»»
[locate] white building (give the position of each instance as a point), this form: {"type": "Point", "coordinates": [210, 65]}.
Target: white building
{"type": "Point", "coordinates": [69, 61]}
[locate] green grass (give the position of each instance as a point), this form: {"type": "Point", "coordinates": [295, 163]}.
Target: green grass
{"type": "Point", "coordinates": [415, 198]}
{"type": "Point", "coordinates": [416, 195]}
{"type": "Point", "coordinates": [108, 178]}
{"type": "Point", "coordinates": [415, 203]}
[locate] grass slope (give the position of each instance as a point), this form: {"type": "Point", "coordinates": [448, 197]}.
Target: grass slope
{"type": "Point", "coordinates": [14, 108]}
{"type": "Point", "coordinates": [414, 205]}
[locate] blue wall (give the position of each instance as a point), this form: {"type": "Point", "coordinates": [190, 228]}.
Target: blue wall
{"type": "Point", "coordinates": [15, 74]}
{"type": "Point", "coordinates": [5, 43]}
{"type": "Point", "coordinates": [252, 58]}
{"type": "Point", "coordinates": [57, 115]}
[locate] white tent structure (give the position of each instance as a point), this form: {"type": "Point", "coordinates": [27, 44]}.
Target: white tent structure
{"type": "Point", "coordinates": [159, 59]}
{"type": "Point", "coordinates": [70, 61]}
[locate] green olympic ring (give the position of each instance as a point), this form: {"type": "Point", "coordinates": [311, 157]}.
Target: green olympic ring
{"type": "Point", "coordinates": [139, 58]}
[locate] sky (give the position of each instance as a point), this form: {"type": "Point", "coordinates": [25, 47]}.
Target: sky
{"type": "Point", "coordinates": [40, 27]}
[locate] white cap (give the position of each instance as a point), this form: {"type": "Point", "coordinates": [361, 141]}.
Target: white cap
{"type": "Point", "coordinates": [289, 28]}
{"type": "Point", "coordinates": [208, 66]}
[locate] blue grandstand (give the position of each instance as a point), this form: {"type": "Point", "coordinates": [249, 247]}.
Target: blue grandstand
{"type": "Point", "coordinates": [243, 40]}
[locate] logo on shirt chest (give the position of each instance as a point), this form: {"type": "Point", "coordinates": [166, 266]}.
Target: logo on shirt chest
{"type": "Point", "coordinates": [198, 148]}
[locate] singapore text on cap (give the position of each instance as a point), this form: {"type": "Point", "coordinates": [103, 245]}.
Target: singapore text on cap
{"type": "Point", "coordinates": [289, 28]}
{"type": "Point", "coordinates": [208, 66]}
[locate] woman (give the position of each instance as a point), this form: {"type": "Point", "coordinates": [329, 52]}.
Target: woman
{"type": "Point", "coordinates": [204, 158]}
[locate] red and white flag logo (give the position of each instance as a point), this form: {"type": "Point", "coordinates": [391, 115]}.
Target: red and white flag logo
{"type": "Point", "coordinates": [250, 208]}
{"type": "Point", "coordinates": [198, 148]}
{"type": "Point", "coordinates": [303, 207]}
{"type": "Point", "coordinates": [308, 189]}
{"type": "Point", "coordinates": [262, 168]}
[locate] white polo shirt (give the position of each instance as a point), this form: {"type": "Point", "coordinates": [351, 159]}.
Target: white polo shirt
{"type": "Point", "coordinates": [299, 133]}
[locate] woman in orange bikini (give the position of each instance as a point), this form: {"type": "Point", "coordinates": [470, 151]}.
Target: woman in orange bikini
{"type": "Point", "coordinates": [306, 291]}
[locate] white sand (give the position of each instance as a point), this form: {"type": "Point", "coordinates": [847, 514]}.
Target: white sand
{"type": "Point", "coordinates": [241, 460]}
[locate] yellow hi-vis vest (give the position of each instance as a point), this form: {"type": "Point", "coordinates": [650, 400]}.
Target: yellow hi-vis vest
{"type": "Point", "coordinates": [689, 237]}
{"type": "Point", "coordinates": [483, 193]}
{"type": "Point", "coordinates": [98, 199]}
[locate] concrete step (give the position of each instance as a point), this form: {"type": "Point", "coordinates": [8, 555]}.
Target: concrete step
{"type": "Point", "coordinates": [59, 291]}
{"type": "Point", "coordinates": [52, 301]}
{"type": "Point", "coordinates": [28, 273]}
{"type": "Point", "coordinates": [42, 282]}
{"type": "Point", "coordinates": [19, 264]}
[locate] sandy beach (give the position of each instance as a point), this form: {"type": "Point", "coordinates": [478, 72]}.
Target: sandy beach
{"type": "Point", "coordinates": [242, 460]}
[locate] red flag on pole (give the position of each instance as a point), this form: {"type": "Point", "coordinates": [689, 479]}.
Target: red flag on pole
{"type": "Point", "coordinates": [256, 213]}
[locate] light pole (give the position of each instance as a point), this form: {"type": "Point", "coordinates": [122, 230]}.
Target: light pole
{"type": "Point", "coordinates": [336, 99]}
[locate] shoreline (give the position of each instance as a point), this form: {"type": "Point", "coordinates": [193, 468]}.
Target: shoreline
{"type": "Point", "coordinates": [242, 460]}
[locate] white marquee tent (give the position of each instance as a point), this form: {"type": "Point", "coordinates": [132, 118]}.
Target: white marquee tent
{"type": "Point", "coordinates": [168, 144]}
««
_Work order_: None of the lines above may be skipped. Transcribe each one exactly.

_Response to the task_:
[locate] white building (give the position of each instance as a point), this form: {"type": "Point", "coordinates": [210, 65]}.
Target: white building
{"type": "Point", "coordinates": [69, 61]}
[locate] green grass (give the position of each instance as a point), this form: {"type": "Point", "coordinates": [295, 163]}.
Target: green grass
{"type": "Point", "coordinates": [415, 198]}
{"type": "Point", "coordinates": [416, 195]}
{"type": "Point", "coordinates": [108, 178]}
{"type": "Point", "coordinates": [415, 203]}
[locate] grass slope (give the position of each instance as a point), this form: {"type": "Point", "coordinates": [448, 197]}.
Target: grass slope
{"type": "Point", "coordinates": [14, 108]}
{"type": "Point", "coordinates": [414, 205]}
[locate] blue wall (give the position of each instance as a point), this form: {"type": "Point", "coordinates": [190, 228]}.
Target: blue wall
{"type": "Point", "coordinates": [15, 74]}
{"type": "Point", "coordinates": [5, 43]}
{"type": "Point", "coordinates": [252, 58]}
{"type": "Point", "coordinates": [57, 115]}
[locate] white tent structure (give the position of each instance as a point), this form: {"type": "Point", "coordinates": [27, 44]}.
Target: white tent structure
{"type": "Point", "coordinates": [159, 59]}
{"type": "Point", "coordinates": [70, 61]}
[locate] green olympic ring (give the position of each instance as a point), this form: {"type": "Point", "coordinates": [311, 157]}.
Target: green olympic ring
{"type": "Point", "coordinates": [139, 58]}
[locate] sky (give the position of each instance as a point), this form: {"type": "Point", "coordinates": [25, 47]}.
Target: sky
{"type": "Point", "coordinates": [40, 27]}
[locate] white cap (give the position of each instance as a point), this form: {"type": "Point", "coordinates": [361, 141]}.
Target: white cap
{"type": "Point", "coordinates": [289, 28]}
{"type": "Point", "coordinates": [208, 66]}
[locate] blue grandstand (give the position of each instance as a point), this form: {"type": "Point", "coordinates": [249, 247]}.
Target: blue grandstand
{"type": "Point", "coordinates": [243, 40]}
[locate] logo on shirt chest (give the position of each instance as a point), this form: {"type": "Point", "coordinates": [166, 266]}.
Target: logo on shirt chest
{"type": "Point", "coordinates": [198, 148]}
[locate] singapore text on cap (give the position of each instance as a point), this form: {"type": "Point", "coordinates": [103, 245]}.
Target: singapore text on cap
{"type": "Point", "coordinates": [289, 28]}
{"type": "Point", "coordinates": [208, 66]}
[locate] woman (give the position of each instance as a point), this form: {"type": "Point", "coordinates": [329, 52]}.
Target: woman
{"type": "Point", "coordinates": [204, 158]}
[locate] red and white flag logo (give the position of each instance as a point), this form: {"type": "Point", "coordinates": [391, 115]}.
Target: red and white flag logo
{"type": "Point", "coordinates": [250, 208]}
{"type": "Point", "coordinates": [198, 148]}
{"type": "Point", "coordinates": [303, 207]}
{"type": "Point", "coordinates": [308, 189]}
{"type": "Point", "coordinates": [262, 168]}
[locate] white polo shirt (give the position of each instance as a point), this form: {"type": "Point", "coordinates": [351, 159]}.
Target: white polo shirt
{"type": "Point", "coordinates": [299, 133]}
[locate] woman in orange bikini (give the position of each instance as a point), this form: {"type": "Point", "coordinates": [470, 151]}.
Target: woman in orange bikini
{"type": "Point", "coordinates": [306, 291]}
[locate] white sand (give the position of each instance as a point), this form: {"type": "Point", "coordinates": [847, 514]}.
Target: white sand
{"type": "Point", "coordinates": [241, 460]}
[locate] yellow hi-vis vest (give the position of each instance as a point), this form: {"type": "Point", "coordinates": [650, 400]}.
Target: yellow hi-vis vest
{"type": "Point", "coordinates": [689, 237]}
{"type": "Point", "coordinates": [483, 193]}
{"type": "Point", "coordinates": [98, 199]}
[locate] concrete step (give the position of each instance as a point), this form: {"type": "Point", "coordinates": [8, 555]}.
Target: concrete step
{"type": "Point", "coordinates": [59, 291]}
{"type": "Point", "coordinates": [52, 301]}
{"type": "Point", "coordinates": [28, 273]}
{"type": "Point", "coordinates": [42, 282]}
{"type": "Point", "coordinates": [19, 264]}
[locate] sandy beach (give the position of each instance as a point), this form: {"type": "Point", "coordinates": [478, 72]}.
Target: sandy beach
{"type": "Point", "coordinates": [242, 460]}
[locate] red flag on pole (give the position of each instance as a point), this form: {"type": "Point", "coordinates": [689, 479]}.
Target: red flag on pole
{"type": "Point", "coordinates": [256, 213]}
[locate] light pole (give the position of each instance as a point), this form: {"type": "Point", "coordinates": [122, 230]}.
Target: light pole
{"type": "Point", "coordinates": [336, 99]}
[locate] shoreline (give the position of each instance as a point), this form: {"type": "Point", "coordinates": [193, 468]}.
Target: shoreline
{"type": "Point", "coordinates": [242, 460]}
[locate] white marquee tent (give the position of each instance as a point), this form: {"type": "Point", "coordinates": [132, 118]}.
Target: white marquee tent
{"type": "Point", "coordinates": [168, 144]}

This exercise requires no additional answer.